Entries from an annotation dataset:
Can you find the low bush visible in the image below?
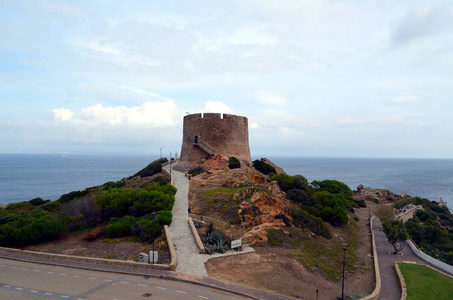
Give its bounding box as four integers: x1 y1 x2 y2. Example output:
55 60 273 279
292 208 332 239
57 190 89 203
187 167 205 176
82 226 105 241
228 156 241 169
253 159 277 175
28 198 50 206
132 157 168 177
105 216 137 238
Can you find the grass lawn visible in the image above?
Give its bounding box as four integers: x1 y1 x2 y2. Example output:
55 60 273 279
399 263 453 300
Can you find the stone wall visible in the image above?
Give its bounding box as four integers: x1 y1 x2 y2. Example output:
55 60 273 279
178 113 251 168
407 240 453 275
360 216 381 300
0 225 177 271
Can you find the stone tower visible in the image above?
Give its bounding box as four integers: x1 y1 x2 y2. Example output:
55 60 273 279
178 113 251 169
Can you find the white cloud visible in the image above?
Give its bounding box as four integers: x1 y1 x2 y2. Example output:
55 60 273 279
392 4 453 45
203 101 233 114
52 108 74 122
392 96 419 104
249 122 261 129
53 100 180 127
254 91 288 105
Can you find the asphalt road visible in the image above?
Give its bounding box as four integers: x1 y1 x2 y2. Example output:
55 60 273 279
0 258 250 300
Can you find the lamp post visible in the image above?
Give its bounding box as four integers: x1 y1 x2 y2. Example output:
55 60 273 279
341 243 348 300
151 212 157 264
20 209 24 251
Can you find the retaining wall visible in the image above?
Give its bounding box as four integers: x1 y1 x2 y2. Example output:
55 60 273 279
0 225 176 271
189 217 205 253
360 216 381 300
407 240 453 275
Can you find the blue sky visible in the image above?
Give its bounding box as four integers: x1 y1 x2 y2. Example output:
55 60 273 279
0 0 453 158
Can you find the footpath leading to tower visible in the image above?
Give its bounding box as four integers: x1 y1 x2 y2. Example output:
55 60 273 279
163 163 208 276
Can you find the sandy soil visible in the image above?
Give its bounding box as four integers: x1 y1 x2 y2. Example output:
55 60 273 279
25 232 170 263
206 208 374 299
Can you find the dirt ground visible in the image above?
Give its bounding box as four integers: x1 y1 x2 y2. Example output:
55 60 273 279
24 232 170 264
206 203 375 300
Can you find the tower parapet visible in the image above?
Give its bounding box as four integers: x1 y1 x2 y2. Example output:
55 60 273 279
179 113 251 166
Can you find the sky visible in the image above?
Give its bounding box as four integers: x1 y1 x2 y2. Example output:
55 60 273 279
0 0 453 158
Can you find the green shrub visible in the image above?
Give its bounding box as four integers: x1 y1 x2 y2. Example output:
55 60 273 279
82 226 105 241
151 176 169 186
156 210 173 226
103 180 126 190
292 208 332 239
57 190 89 203
354 199 366 207
5 201 31 210
0 209 68 246
228 156 241 169
105 216 137 238
314 191 349 226
132 157 168 177
133 216 163 242
312 179 353 199
253 159 277 175
187 167 205 176
96 186 175 219
270 174 314 194
28 198 50 206
41 201 61 212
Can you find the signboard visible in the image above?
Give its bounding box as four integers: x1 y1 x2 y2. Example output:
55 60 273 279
231 239 242 249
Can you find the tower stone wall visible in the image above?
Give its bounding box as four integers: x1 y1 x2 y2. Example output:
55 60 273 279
179 113 251 167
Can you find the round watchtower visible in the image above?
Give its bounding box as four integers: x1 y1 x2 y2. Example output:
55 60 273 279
179 113 251 166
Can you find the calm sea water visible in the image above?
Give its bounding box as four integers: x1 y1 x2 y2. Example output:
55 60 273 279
0 154 453 210
269 157 453 212
0 154 157 204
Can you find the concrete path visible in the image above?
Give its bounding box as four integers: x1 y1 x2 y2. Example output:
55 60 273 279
164 163 208 276
373 218 440 300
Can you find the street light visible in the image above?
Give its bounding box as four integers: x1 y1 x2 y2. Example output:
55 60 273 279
341 243 348 300
151 212 157 264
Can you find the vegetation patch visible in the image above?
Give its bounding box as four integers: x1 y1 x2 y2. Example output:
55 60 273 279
132 157 168 177
399 263 453 300
199 187 247 224
228 156 241 169
267 226 358 282
253 159 277 175
0 160 176 247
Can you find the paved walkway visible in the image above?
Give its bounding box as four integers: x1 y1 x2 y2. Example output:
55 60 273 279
164 163 255 276
373 218 433 300
164 163 208 276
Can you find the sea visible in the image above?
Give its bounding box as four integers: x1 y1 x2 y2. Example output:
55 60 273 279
0 154 453 212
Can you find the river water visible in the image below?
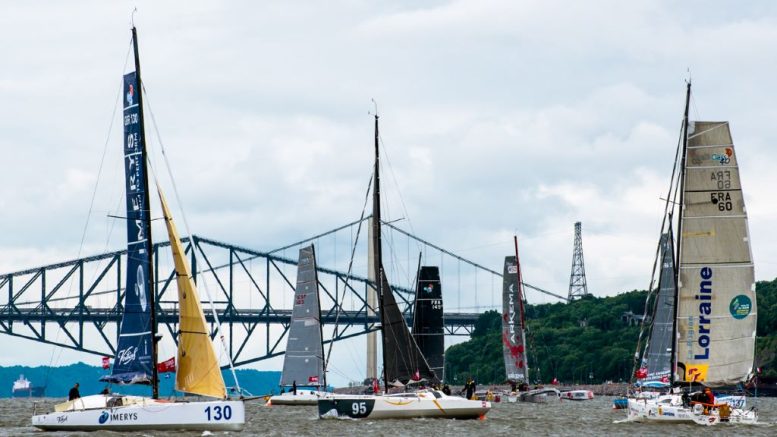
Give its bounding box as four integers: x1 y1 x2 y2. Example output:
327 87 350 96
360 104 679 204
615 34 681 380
0 396 777 437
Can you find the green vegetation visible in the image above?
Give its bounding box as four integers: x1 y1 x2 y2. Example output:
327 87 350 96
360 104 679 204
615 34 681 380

▶ _Task instructions_: Copy all of the material above word for word, leaving out the pictures.

▶ _Exercise answer_:
Can you find the low bush visible in the image below?
Give its bounding box as four integers: x1 y1 x2 y2. Example output:
55 60 273 279
292 208 332 239
57 190 89 203
187 167 205 176
82 226 105 241
228 156 241 169
253 159 277 175
28 198 50 206
132 157 168 177
105 216 137 238
Can you find the grass lawn visible in the image above?
Give its bounding box as four integers: x1 y1 x2 y2. Example output:
55 60 273 279
399 263 453 300
Can you find the stone wall visible in the image above?
Give its bounding box as four integers: x1 y1 x2 y2. Example output:
55 60 273 279
178 113 251 168
407 240 453 275
360 216 381 300
0 225 177 271
Can you find the stone tower visible in the image above?
Give its bounding box as four integers: x1 y1 x2 y2. Example output:
55 60 273 279
178 113 251 169
Can you find the white cloud visible in the image above?
Give its bounding box as four integers: x1 y1 x2 y2. Example output:
55 60 273 279
392 4 453 45
203 101 233 114
52 108 74 122
392 96 419 104
249 122 261 129
53 100 180 127
254 91 288 105
Can you find the asphalt road visible in the image above?
Give its bounding box as four integers: x1 y1 x2 y2. Example output:
55 60 273 279
0 258 250 300
Can you find the lamp post visible in the image above?
Give its bounding box as four integers: x1 y1 x2 y2. Example output:
55 60 273 279
341 243 348 300
151 212 157 264
20 209 24 251
Can you find the retaining wall visible in the image above?
Give its bounding box as four integers: x1 y1 x2 y2. Example output:
55 60 273 279
0 225 176 271
189 217 205 253
360 216 381 300
407 240 453 275
Can you find the blue sky visible in the image above?
Give its bounding box as four integers: x1 y1 x2 y2. Example output:
55 60 273 279
0 0 453 158
Can you find the footpath leading to tower visible in the image above?
Give its bounding box as four integers: x1 y1 x2 y2. Example output:
55 60 273 279
163 163 208 276
Can you find the sandy soil visible in the image above?
Give its bounding box as four integers: x1 y1 x2 y2. Example output:
55 60 273 279
25 232 170 263
206 208 374 299
Can you find the dirt ground visible in the image above?
Give its bounding box as four integers: x1 y1 x2 y2. Example output:
55 60 273 279
24 232 170 264
206 203 375 300
Can you find the tower parapet visible in the image above?
Give its bounding box as four integers: x1 y1 x2 y2. Example output:
55 60 273 279
179 113 251 166
Can you find the sky visible in the image above?
Give its bounding box as four integers: x1 y1 x2 y2. Example output:
55 60 273 279
0 0 453 158
Can you find the green shrub visible in the image above?
Give its bounding box as four integers: x1 y1 x2 y2. Example output:
55 60 273 279
82 226 105 241
151 176 169 186
156 210 173 226
103 180 126 190
292 208 332 239
57 190 89 203
354 199 366 207
5 201 31 210
0 209 68 246
228 156 241 169
105 216 137 238
314 191 349 226
132 157 168 177
133 216 163 242
312 179 353 199
253 159 277 175
187 167 205 176
96 186 175 219
270 174 314 194
28 198 50 206
41 201 61 212
Can you find the signboard visible in the image above?
Give its bounding box as four integers: x1 y1 x2 y2. Example output:
55 60 273 279
231 239 242 249
Can you find the tower stone wall visible in the image above?
Give its bounding box as four integers: x1 y1 x2 y2. Example output:
55 60 273 279
179 113 251 167
Can you find the round watchtower visible in the image above?
Give its bounding box as four integers: x1 y1 x2 y2. Example output:
55 60 273 279
179 113 251 166
Can you find the calm sea water visible in the image above?
Give its bounding box as four integers: x1 y1 x2 y2. Example output:
55 60 273 279
0 154 453 210
269 157 453 212
0 154 157 204
Can you find the concrete path visible in the image above?
Give its bounding box as four integers: x1 y1 x2 y2. Example output:
55 60 273 279
164 163 208 276
373 218 440 300
Can you find the street light visible in the image above?
Give its bounding box as four integers: x1 y1 x2 y2. Example output:
55 60 273 279
341 243 348 300
151 212 157 264
Can you find the vegetation patch visible in the image above?
Give its bounding box as four integers: x1 y1 x2 y2. Example output:
55 60 273 279
132 157 168 177
399 263 453 300
199 187 247 224
228 156 241 169
267 226 358 282
253 159 277 175
0 160 176 247
Can you find the paved walkway visible in the image above?
Give its bounding box as four integers: x1 y1 x2 y2. Example output:
55 60 273 279
164 163 255 276
373 218 433 300
164 163 208 276
Can you find the sea visible in the image above?
Give its bounding box as four integers: x1 y1 x2 y2. Example output:
55 60 273 279
0 154 453 212
Can you find the river water visible in the image below?
Give its bounding box as four integers: x1 y1 x2 y2. Example output:
327 87 350 96
360 104 679 204
615 34 681 380
0 396 777 437
Can you find the green vegetation visible in the image above?
Give its bounding box as four integers: x1 y1 x2 y2. Example output:
327 87 350 96
360 104 679 204
615 34 681 380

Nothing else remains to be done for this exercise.